:: RECORDS TO USE
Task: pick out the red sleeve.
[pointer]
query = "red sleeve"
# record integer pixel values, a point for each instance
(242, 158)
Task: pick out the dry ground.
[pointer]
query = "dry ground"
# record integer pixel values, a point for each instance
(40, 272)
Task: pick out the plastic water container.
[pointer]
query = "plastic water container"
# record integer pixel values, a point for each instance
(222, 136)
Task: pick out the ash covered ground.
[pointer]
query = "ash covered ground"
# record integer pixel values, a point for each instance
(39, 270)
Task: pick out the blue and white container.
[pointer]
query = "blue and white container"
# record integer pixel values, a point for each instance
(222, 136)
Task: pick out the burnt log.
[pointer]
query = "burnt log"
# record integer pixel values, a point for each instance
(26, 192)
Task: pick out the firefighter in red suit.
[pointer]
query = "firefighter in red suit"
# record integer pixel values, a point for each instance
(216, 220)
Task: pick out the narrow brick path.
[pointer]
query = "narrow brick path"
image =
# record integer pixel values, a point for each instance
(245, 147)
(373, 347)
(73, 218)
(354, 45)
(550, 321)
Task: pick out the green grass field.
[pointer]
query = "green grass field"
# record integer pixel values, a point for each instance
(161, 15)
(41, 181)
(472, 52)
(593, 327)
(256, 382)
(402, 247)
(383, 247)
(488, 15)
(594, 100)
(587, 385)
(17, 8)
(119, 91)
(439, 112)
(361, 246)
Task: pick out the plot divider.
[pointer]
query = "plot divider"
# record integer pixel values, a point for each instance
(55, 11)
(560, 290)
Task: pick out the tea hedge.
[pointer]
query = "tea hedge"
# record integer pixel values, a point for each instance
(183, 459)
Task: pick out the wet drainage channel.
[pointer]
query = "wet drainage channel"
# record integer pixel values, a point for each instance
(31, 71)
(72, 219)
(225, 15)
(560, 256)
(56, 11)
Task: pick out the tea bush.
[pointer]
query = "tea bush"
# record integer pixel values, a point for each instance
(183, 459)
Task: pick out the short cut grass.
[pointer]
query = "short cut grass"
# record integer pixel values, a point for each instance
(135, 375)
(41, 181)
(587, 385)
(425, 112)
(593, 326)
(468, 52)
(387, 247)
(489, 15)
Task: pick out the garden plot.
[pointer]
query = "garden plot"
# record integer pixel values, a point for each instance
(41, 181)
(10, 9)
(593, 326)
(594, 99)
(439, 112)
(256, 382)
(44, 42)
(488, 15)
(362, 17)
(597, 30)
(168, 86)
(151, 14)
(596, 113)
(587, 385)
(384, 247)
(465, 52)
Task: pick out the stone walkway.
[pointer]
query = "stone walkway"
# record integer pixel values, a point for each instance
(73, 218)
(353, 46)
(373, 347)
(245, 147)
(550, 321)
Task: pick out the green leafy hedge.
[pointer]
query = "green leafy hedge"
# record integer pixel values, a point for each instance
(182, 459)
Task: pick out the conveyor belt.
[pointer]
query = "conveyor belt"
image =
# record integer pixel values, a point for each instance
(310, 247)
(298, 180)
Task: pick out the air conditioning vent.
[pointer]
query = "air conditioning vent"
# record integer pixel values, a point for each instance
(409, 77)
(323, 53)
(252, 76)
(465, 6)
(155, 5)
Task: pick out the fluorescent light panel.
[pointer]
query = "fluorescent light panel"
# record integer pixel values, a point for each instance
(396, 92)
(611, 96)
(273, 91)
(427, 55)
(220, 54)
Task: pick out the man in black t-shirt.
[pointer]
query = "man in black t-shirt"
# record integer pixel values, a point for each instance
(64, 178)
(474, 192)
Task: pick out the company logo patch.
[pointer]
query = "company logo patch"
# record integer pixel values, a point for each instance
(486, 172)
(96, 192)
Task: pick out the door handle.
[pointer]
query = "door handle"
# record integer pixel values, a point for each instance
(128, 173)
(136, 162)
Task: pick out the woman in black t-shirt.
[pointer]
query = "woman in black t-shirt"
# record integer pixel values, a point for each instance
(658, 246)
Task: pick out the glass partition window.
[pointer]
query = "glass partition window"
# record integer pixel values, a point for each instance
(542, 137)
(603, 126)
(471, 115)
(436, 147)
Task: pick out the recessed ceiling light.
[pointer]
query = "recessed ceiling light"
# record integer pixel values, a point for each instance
::::
_WHAT THE EXERCISE ASKS_
Please copy out every entry word for word.

_ANSWER SECTION_
Task: pick out the red sleeve.
[pointer]
query = "red sleeve"
# record integer pixel values, a point for each instance
(242, 158)
Task: pick out the dry ground.
[pointer]
query = "dry ground"
# record integer pixel values, a point for each instance
(40, 272)
Task: pick out the plastic water container.
[pointer]
query = "plastic water container"
# record integer pixel values, a point for each instance
(222, 136)
Task: pick out the ash covered ground.
[pointer]
query = "ash covered ground"
# record integer pixel values, a point for each instance
(39, 270)
Task: pick out the blue and white container.
[pointer]
query = "blue and white container"
# record integer pixel values, a point for each instance
(222, 136)
Task: pick out the burnt log.
[pointer]
query = "burnt log"
# record integer pixel values, a point for each instance
(26, 192)
Task: pick out the firefighter in red suit.
[pointer]
query = "firefighter in red suit"
# record integer pixel values, a point for each instance
(216, 220)
Task: pick out the narrow brick path.
[pointer]
query = "narrow brick path"
image =
# record integer pixel values, a point for each instance
(245, 147)
(373, 347)
(73, 218)
(354, 45)
(550, 321)
Task: pick out the green grass field.
[pointer]
query = "green grass field"
# record integer pixel values, a point for each instance
(161, 15)
(41, 181)
(472, 52)
(593, 327)
(256, 382)
(402, 247)
(383, 247)
(488, 15)
(594, 100)
(587, 385)
(17, 8)
(119, 91)
(439, 112)
(361, 246)
Task: pick out the plot divider.
[pointer]
query = "plot divider"
# record integer pixel values, a point for each instance
(55, 11)
(560, 290)
Task: pick out the tea hedge.
[pointer]
query = "tea hedge"
# record integer pixel values, a point for each instance
(183, 459)
Task: pick out the wet drainage channel.
[pointer]
query = "wet drainage channel"
# record integer pixel values, a point for each instance
(31, 71)
(72, 219)
(225, 15)
(560, 256)
(56, 11)
Task: pick out the tea bush.
[pointer]
query = "tea bush"
# record integer pixel values, a point for each instance
(183, 459)
Task: pick out the short cut grass.
[pointer]
query = "short cut grass"
# record integer pixel values, a point for each instance
(135, 375)
(41, 181)
(587, 385)
(425, 112)
(593, 326)
(468, 52)
(387, 247)
(489, 15)
Task: pick out the garden plot.
[pointer]
query = "garden plot"
# record integer pixel values, a point for each instance
(41, 181)
(10, 9)
(593, 326)
(594, 99)
(439, 112)
(256, 382)
(44, 42)
(488, 15)
(362, 17)
(597, 30)
(168, 86)
(151, 14)
(596, 113)
(587, 385)
(384, 247)
(465, 52)
Task: pick out the stone walkway.
[pointer]
query = "stone walkway"
# record integer pixel values, a point for each instance
(73, 218)
(353, 46)
(373, 347)
(245, 147)
(550, 321)
Task: pick out the green leafy hedge.
[pointer]
query = "green leafy hedge"
# record integer pixel values, a point for each instance
(182, 459)
Task: pick out the conveyor belt.
[pointer]
query = "conveyor belt"
image =
# record integer pixel values, a point for each instance
(310, 247)
(298, 180)
Task: pick out the air conditioning vent.
[pointer]
query = "air conditioning vent"
# record integer pixel values, a point for each instance
(409, 77)
(323, 53)
(252, 76)
(465, 6)
(155, 5)
Task: pick out the fluorescent light panel.
[pointer]
query = "fluorescent light panel"
# record integer pixel values, a point for each instance
(396, 92)
(611, 96)
(273, 91)
(427, 55)
(220, 54)
Task: pick out the man in black t-shirt.
[pointer]
query = "man in black t-shirt"
# record integer pixel values, a point for each instance
(64, 178)
(474, 192)
Task: pick out the company logo patch.
[pointer]
query = "company logo patch"
# record integer pixel values, a point for each instance
(486, 172)
(96, 192)
Task: pick out the door handle.
[pointer]
query = "door handle"
# record integer pixel values, a point for each instance
(128, 173)
(136, 162)
Task: pick out the woman in black t-shirt.
[pointer]
query = "woman in black t-shirt"
# record integer pixel values, a point for each instance
(658, 246)
Task: pick out the glass partition window.
[pointer]
query = "glass partition window"
# record integer pixel values, a point for each instance
(542, 137)
(603, 126)
(471, 115)
(436, 147)
Task: pick out the recessed ceiling light.
[pointer]
query = "recessed ceiling light"
# record integer pixel values, a point for each instance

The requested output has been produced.